■ Work to complete
According to the Holi passage, in which Hindu month does Holi fall?

■ Text segment

※

“Hurray, the spring’s back! — HOLI HAI” – words strike on ears. At first, it does not click and then suddenly we figure out, “Oh! It is a Holi Festival!!!”. Holi! Indeed, it is a great spring festival. It falls in the Hindu month of Phalgun (Feb-March) that is right after the Vasant Panchami. The way Deepavali is a festival of lights, Holi is a festival of colors. Like all other festivals, Holi also has some legends associated with it. But one legend is quite interesting. Perhaps, the word ‘Holi’ is evolved from this legend. Let us look at it.
This legend is about the king Hiranyakashipu, his son – Prahlad and his sister– Holika. The king was a bad guy. He commanded everyone to worship him. But his little son Prahlad refused to do so. Instead he became a devotee of Lord Vishnu. King asked Holika to punish Prahlad. Holika, possessing the power to walk through fire unharmed, picked up Prahlad and walked into a fire. Prahlad, however, chanted the names of Lord Vishnu and was saved from the fire. Holika perished because she did not know that her powers were only effective if she entered the fire alone.

※

■ Provided records
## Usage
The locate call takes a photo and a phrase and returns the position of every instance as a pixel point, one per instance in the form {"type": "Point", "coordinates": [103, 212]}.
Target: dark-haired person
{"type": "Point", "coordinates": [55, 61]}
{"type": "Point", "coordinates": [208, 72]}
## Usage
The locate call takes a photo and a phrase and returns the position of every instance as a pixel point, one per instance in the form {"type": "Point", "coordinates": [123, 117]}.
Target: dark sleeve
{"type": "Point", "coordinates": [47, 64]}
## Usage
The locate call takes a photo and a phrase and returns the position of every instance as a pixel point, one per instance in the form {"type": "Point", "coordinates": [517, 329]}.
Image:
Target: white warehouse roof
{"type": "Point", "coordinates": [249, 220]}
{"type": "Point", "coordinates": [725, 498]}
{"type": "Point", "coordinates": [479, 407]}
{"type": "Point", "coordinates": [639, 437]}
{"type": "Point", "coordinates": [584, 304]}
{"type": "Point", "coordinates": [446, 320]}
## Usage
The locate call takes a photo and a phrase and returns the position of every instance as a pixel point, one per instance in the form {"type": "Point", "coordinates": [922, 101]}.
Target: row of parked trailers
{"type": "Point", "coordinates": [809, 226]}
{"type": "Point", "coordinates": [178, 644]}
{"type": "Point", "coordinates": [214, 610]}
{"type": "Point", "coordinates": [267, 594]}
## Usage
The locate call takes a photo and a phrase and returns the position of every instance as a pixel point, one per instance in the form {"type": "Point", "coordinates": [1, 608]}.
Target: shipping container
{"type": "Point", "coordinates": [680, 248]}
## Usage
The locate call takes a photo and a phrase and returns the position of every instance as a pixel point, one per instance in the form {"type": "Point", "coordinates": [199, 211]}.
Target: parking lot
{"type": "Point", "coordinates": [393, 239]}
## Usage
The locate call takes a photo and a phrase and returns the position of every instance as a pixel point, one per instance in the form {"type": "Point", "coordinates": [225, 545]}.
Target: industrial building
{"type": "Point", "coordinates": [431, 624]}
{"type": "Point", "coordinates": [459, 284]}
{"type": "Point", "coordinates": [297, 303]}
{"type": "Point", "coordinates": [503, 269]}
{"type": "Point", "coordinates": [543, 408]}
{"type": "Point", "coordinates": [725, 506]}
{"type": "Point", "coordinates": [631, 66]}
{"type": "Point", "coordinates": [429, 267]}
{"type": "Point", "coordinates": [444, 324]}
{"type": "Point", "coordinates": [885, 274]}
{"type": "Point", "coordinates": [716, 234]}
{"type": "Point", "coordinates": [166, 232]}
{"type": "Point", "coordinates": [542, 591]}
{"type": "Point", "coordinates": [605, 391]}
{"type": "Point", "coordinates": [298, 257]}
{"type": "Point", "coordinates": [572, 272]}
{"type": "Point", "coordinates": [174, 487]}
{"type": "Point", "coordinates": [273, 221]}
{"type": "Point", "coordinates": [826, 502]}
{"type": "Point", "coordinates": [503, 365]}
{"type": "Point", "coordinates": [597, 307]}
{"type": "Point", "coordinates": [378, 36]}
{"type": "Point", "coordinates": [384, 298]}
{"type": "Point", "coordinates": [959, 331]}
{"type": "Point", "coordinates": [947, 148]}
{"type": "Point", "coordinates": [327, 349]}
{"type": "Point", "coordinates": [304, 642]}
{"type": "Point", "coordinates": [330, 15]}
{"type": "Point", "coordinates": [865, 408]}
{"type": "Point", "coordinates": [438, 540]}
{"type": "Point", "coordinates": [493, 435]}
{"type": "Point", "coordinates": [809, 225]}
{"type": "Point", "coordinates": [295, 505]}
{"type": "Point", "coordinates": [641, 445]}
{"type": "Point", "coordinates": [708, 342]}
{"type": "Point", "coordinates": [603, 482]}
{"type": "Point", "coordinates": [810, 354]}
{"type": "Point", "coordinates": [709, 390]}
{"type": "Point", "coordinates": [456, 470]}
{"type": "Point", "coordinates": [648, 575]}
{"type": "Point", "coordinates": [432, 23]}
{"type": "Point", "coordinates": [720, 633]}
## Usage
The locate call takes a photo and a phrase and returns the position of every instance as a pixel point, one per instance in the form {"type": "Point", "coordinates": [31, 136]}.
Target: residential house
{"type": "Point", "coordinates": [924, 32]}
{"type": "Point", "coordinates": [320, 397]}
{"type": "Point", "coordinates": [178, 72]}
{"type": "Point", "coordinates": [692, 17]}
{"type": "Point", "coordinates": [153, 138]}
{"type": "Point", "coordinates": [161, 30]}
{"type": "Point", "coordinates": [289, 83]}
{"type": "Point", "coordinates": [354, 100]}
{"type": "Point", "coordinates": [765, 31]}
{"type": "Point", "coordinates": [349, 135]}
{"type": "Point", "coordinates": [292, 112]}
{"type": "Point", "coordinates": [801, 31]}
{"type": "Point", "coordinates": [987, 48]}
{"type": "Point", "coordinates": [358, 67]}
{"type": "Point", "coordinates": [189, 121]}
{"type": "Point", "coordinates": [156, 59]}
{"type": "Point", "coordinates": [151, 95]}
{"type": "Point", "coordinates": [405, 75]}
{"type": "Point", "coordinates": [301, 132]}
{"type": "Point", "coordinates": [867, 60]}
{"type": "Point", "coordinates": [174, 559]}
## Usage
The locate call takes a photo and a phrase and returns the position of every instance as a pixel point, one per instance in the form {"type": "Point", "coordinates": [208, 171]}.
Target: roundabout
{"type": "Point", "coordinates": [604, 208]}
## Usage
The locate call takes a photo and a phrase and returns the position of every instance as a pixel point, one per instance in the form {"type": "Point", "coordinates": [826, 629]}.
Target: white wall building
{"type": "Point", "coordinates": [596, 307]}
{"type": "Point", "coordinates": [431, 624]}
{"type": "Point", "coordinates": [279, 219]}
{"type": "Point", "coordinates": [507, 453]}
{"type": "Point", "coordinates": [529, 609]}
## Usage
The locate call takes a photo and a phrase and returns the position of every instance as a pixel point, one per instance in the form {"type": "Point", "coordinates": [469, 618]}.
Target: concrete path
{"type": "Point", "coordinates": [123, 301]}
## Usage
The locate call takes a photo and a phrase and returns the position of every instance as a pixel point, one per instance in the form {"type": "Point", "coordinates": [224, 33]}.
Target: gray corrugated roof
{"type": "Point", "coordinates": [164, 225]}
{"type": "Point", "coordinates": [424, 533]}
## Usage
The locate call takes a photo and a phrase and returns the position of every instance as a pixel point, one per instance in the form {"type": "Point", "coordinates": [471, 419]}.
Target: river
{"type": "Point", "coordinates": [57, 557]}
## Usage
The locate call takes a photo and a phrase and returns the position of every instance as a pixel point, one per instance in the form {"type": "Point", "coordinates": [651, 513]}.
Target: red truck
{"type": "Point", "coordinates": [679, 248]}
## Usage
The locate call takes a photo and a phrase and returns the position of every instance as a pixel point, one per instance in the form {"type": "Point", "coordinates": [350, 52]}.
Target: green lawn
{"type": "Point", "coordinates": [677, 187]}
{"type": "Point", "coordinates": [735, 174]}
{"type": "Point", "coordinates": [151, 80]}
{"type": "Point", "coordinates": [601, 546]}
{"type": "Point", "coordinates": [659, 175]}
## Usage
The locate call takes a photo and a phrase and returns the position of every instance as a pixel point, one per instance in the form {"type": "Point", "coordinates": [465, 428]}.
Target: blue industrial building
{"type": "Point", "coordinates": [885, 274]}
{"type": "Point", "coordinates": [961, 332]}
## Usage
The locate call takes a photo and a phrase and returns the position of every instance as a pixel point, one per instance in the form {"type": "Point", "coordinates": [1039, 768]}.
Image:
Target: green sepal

※

■ The result
Phalgun (Feb-March)